Continúa el texto sobre la historia de la guitarra a partir de su última oración.

Pasaje proporcionado:
%%

Y sí que lo hizo bien porque después de una hora desde que nos despedimos de ella y de su marido que andaba por ahí ajetreado lidiando con su problema de zurdera y el mundo de los derechos, me envió al correo electrónico todo el reporte de uno de los instrumentos que he amado escuchar toda la vida en varios ritmos musicales.

Uno de los créditos de esta publicación se lo debo a mi querida Rebe, de la cuenta @rebejumper...

Ahora sí continúo.

Desde que el primer ser humano tensó una cuerda sobre una caja de madera y escuchó el susurro del viento convertido en sonido, la guitarra ha sido una compañera fiel del alma inquieta. No nació de golpe, como un rayo en medio de la noche, sino que fue creciendo, evolucionando, tomando forma entre las manos de viajeros, artesanos, soñadores. Su historia no es solo la de un instrumento, sino la de la voz humana buscando un eco.

Dicen que sus ancestros más remotos se pierden en Mesopotamia, donde hace más de cuatro mil años, los sumerios tallaban instrumentos de cuerda pulsada que semejaban laúdes. De allí, el germen viajó a Egipto, a Grecia, a Persia. En cada tierra, adoptaba un nuevo rostro: la cítara griega, el oud árabe, la vihuela medieval. Y en ese crisol de culturas, entre el sol del sur y los vientos del norte, comenzó a dibujarse algo que ya se parecía a lo que hoy llamamos guitarra.

En la España del siglo XV, la vihuela —instrumento de seis órdenes de cuerdas, afinado como una guitarra moderna— era el canto culto de los palacios. Mientras, en las calles, plazas y tabernas, una guitarra más humilde, con cuerdas de tripa y madera sin lustre, acompañaba a los pícaros, a los amantes, a los marginados. Era un instrumento de pueblo, con olor a vino, a tabaco, a pasión desbordada. Y fue allí, en ese contraste entre lo noble y lo popular, donde la guitarra encontró su verdadera esencia: un puente entre mundos.

Luego llegó el siglo XIX, y con él, un hombre: Antonio de Torres. Este carpintero andaluz no buscaba hacer revoluciones, solo construir bien. Pero en sus manos, la guitarra cambió para siempre. Alargó su caja, reforzó su tapa con un sistema de barras que multiplicó su resonancia, y definió las proporciones que aún hoy guían a los luthiers. Torres no solo construyó guitarras; construyó el alma sonora de un instrumento que por fin podía hablar con voz propia, sin esconderse tras la orquesta.

Entonces apareció Andrés Segovia, con su mirada serena y su pulgar indómito. Él tomó esa guitarra de Torres y la llevó a los grandes escenarios del mundo. La presentó como digna de Mozart, de Bach, de la música más elevada. No fue fácil. Los salones de concierto dudaban: ¿una guitarra? ¿esa cosa de gitano y taberna? Pero Segovia tocó, y el silencio que siguió a su primera nota fue la respuesta. La guitarra ya no era un acompañante; era protagonista.

Y mientras esto ocurría en Europa, en América, otra historia se tejía. En las plantaciones, en los barrios pobres, en las esquinas de Nueva Orleans o Memphis, la guitarra se empapó de blues, de jazz, de ritmos africanos. Fue eléctrica, fue distorsionada, fue gritada. Cuando Chuck Berry la agarró, cuando B.B. King la bautizó como "Lucille", cuando Jimi Hendrix la prendió fuego en Woodstock, la guitarra dejó de ser solo un instrumento: se convirtió en símbolo de rebeldía, de libertad, de juventud.

%%

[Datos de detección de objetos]
%%

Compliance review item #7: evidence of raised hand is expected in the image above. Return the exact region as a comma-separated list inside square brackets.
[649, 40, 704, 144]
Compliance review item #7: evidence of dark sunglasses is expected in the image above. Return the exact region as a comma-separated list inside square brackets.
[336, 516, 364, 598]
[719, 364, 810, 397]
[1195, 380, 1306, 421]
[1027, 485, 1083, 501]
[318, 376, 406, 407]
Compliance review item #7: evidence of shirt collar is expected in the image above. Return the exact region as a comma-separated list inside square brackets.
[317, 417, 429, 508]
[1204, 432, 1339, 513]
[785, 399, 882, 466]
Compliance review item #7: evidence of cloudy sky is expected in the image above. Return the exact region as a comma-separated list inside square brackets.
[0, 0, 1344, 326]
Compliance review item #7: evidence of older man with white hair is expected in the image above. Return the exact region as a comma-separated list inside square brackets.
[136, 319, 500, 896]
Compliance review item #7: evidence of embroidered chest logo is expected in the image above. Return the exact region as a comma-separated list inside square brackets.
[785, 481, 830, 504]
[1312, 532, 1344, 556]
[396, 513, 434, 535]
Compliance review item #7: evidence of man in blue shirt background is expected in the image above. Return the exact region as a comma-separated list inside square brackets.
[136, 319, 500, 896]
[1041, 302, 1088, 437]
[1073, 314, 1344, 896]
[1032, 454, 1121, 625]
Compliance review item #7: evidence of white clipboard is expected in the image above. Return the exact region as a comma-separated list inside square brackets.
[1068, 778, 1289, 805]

%%

Respuesta del ejercicio:
Hoy, la guitarra está en todas partes. En la mano de un niño que rasguea en una aldea remota, en los estudios de grabación donde se mezcla con sintetizadores, en las iglesias, en los bares, en los festivales. Ha sobrevivido a guerras, a modas, a tecnologías. Porque no es solo madera y cuerdas: es memoria. Es la canción que cantó tu abuela, el acorde que te enseñó tu amigo, la melodía que nació una noche de insomnio.

Y Rebe escribió algo que me gustó mucho: "Considero que la guitarra, cualquiera de sus tipos, no le pertenece a nadie, ni siquiera a los grandes maestros, ni a las marcas famosas, sino que le pertenece al que la toca con verdad porque cada rasgueo, cada vibrato, cada nota sostenida es un latido distinto". Y en ese latido, creo, yo también, que esta sigue viva la historia de todos los que la amaron, la construyeron, la soñaron, por eso, seguirá sonando, mientras haya alguien dispuesto a escucharla.

La guitarra nunca se quedó solo en los escenarios. Traspasó las cuerdas, saltó del pentagrama y se fue a vivir en los versos de los poetas, en el trazo del pincel, en el mármol, en la pantalla, en la tela de un traje, en el color de una mirada. No es solo un instrumento: es imagen, es metáfora, es símbolo.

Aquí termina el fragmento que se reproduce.